### [Work to do]
Output each entry exactly; skip nothing.

··· Input

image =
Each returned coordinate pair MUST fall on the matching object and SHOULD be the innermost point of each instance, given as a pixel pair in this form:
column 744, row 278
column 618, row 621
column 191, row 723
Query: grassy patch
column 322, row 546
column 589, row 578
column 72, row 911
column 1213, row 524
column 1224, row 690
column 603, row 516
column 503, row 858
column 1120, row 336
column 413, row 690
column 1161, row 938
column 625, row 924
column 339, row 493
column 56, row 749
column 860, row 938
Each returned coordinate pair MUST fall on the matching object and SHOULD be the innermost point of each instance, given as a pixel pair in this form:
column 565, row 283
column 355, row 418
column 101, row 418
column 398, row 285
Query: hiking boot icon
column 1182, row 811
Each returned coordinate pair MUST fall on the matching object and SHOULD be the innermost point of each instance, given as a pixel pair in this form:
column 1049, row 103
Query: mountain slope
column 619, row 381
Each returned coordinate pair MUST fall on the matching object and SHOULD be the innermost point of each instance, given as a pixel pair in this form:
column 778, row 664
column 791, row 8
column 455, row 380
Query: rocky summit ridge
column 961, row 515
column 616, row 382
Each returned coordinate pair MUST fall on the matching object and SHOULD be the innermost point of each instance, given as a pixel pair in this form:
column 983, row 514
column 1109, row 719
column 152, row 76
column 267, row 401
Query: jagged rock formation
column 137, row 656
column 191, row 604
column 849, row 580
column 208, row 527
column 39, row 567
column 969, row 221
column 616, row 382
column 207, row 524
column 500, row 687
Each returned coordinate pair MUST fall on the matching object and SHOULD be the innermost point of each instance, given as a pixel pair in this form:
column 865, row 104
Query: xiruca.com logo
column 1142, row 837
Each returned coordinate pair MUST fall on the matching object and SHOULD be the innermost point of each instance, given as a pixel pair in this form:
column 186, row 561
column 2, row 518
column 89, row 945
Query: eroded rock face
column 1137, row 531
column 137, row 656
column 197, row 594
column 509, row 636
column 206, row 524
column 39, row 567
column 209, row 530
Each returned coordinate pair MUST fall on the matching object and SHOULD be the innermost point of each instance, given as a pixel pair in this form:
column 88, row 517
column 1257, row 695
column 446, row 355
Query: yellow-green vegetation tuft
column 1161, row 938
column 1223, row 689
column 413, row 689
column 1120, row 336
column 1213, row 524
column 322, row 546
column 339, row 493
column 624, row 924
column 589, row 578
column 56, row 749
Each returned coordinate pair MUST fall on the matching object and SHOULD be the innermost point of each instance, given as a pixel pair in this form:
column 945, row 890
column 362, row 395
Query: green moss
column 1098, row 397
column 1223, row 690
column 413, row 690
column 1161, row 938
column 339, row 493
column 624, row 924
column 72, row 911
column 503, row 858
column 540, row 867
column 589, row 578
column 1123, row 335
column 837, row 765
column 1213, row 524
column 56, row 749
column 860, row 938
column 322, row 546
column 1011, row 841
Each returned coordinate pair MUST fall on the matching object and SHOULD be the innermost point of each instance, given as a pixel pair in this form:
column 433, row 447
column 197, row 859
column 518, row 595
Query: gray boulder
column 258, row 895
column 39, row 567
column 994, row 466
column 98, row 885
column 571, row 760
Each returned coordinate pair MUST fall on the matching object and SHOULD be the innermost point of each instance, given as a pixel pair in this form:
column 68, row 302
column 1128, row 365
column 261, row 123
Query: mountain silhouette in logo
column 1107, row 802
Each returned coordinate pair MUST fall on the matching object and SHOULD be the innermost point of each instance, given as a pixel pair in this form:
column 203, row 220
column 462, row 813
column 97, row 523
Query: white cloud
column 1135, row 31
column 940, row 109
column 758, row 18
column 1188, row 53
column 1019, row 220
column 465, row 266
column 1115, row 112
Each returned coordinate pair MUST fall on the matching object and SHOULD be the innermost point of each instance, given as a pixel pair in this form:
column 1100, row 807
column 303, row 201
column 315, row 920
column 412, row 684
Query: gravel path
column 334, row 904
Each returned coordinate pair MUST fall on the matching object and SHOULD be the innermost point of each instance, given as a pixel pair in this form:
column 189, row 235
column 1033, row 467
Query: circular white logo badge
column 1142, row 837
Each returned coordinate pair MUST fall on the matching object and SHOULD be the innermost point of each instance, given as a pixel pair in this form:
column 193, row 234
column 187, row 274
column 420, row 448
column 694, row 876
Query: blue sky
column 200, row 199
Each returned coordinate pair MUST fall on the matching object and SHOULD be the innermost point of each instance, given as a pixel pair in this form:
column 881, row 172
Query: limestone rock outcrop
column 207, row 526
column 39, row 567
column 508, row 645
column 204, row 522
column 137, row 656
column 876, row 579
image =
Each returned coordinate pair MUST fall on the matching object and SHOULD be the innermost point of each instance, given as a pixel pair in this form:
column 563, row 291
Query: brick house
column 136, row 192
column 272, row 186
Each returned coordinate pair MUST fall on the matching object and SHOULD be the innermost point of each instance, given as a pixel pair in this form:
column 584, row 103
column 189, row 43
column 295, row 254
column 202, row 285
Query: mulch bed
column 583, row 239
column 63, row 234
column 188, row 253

······

### [Answer to this task]
image =
Each returned coordinate pair MUST fall on the matching object and SHOULD be the innermost point of each instance, given as a pixel pair in this form:
column 744, row 278
column 618, row 621
column 191, row 723
Query: grassy patch
column 322, row 546
column 589, row 578
column 72, row 911
column 1213, row 524
column 1224, row 690
column 603, row 516
column 503, row 858
column 1120, row 336
column 413, row 690
column 1161, row 938
column 625, row 924
column 339, row 493
column 56, row 749
column 860, row 938
Each returned coordinate pair MUST fall on the matching object and SHOULD be the innermost point of each instance, given as a pixel pair in this form:
column 565, row 283
column 355, row 418
column 101, row 418
column 398, row 285
Query: hiking boot icon
column 1182, row 811
Each returned coordinate pair MUST fall on the matching object and SHOULD be the innermost point of each instance, given as a pixel pair in this form:
column 1049, row 103
Query: mountain slope
column 619, row 381
Each returned coordinate pair MUST fall on the matching object and SHOULD be the innermost point of each instance, given as a pixel pair in this form:
column 778, row 664
column 791, row 8
column 455, row 380
Query: rocky summit ridge
column 961, row 515
column 616, row 382
Each returned coordinate pair MUST fall on the matching object and SHOULD be the innermost point of each instance, given as a pixel pair in this form:
column 983, row 514
column 1109, row 719
column 152, row 76
column 267, row 401
Query: jagged rock formation
column 137, row 656
column 191, row 604
column 849, row 580
column 208, row 527
column 39, row 567
column 969, row 221
column 616, row 382
column 207, row 524
column 500, row 687
Each returned coordinate pair MUST fall on the matching object and SHOULD be the innermost point of each instance, given as a pixel pair in this form:
column 865, row 104
Query: xiruca.com logo
column 1142, row 837
Each returned coordinate pair MUST fall on the matching object and SHOULD be the innermost point of each instance, given as a pixel pair in this form:
column 186, row 561
column 2, row 518
column 89, row 945
Query: eroded rock face
column 1137, row 531
column 137, row 656
column 197, row 594
column 509, row 636
column 206, row 524
column 39, row 567
column 209, row 530
Each returned coordinate pair MUST fall on the matching object and SHOULD be the innermost point of each instance, given as a pixel pair in this form:
column 88, row 517
column 1257, row 695
column 446, row 355
Query: yellow-green vegetation tuft
column 1161, row 938
column 1223, row 689
column 413, row 689
column 1120, row 336
column 1213, row 524
column 322, row 546
column 339, row 493
column 624, row 924
column 589, row 578
column 56, row 749
Each returned coordinate pair MUST fall on the matching object and SHOULD be the innermost point of each instance, given as a pixel pair in this form:
column 945, row 890
column 362, row 395
Query: green moss
column 1098, row 397
column 1223, row 690
column 413, row 690
column 1161, row 938
column 339, row 493
column 624, row 924
column 72, row 911
column 503, row 858
column 540, row 867
column 589, row 578
column 1123, row 335
column 837, row 765
column 1213, row 524
column 56, row 749
column 860, row 938
column 322, row 546
column 1011, row 841
Each returned coordinate pair MUST fall on the matching object and SHOULD be the innermost point of each instance, given as a pixel pair in this form:
column 433, row 447
column 197, row 859
column 518, row 595
Query: gray boulder
column 258, row 895
column 39, row 567
column 994, row 466
column 98, row 885
column 571, row 760
Each returned coordinate pair MUST fall on the matching object and SHOULD be the innermost point of each instance, given as a pixel pair in this form:
column 68, row 302
column 1128, row 365
column 261, row 123
Query: mountain silhouette in logo
column 1107, row 802
Each returned coordinate pair MUST fall on the matching object and SHOULD be the innermost point of each instance, given as a pixel pair in this form:
column 203, row 220
column 462, row 813
column 97, row 523
Query: white cloud
column 1135, row 31
column 940, row 109
column 758, row 18
column 1188, row 53
column 1019, row 220
column 465, row 266
column 1115, row 112
Each returned coordinate pair MUST fall on the matching object and SHOULD be the innermost point of each instance, given as a pixel pair in this form:
column 1100, row 807
column 303, row 201
column 315, row 920
column 412, row 684
Query: gravel path
column 334, row 904
Each returned coordinate pair MUST fall on the matching object and SHOULD be the innermost point of each instance, given as a pixel pair in this form:
column 189, row 235
column 1033, row 467
Query: circular white logo badge
column 1142, row 837
Each returned coordinate pair MUST fall on the matching object and SHOULD be the innermost point of each instance, given as a pixel pair in this form:
column 193, row 234
column 187, row 274
column 420, row 448
column 694, row 876
Query: blue sky
column 200, row 199
Each returned coordinate pair MUST fall on the matching object and SHOULD be the innermost point of each instance, given as a pixel pair in this form:
column 881, row 172
Query: limestone rock outcrop
column 207, row 526
column 39, row 567
column 508, row 645
column 204, row 522
column 137, row 656
column 876, row 579
image =
Each returned coordinate pair MUST fall on the matching object and SHOULD be the innermost point of each instance, given as a pixel pair in this form:
column 563, row 291
Query: brick house
column 136, row 192
column 272, row 186
Each returned coordinate pair MUST fall on the matching object and SHOULD be the innermost point of each instance, given as a pixel pair in this form:
column 584, row 103
column 189, row 43
column 295, row 254
column 202, row 285
Query: mulch bed
column 583, row 239
column 63, row 234
column 188, row 253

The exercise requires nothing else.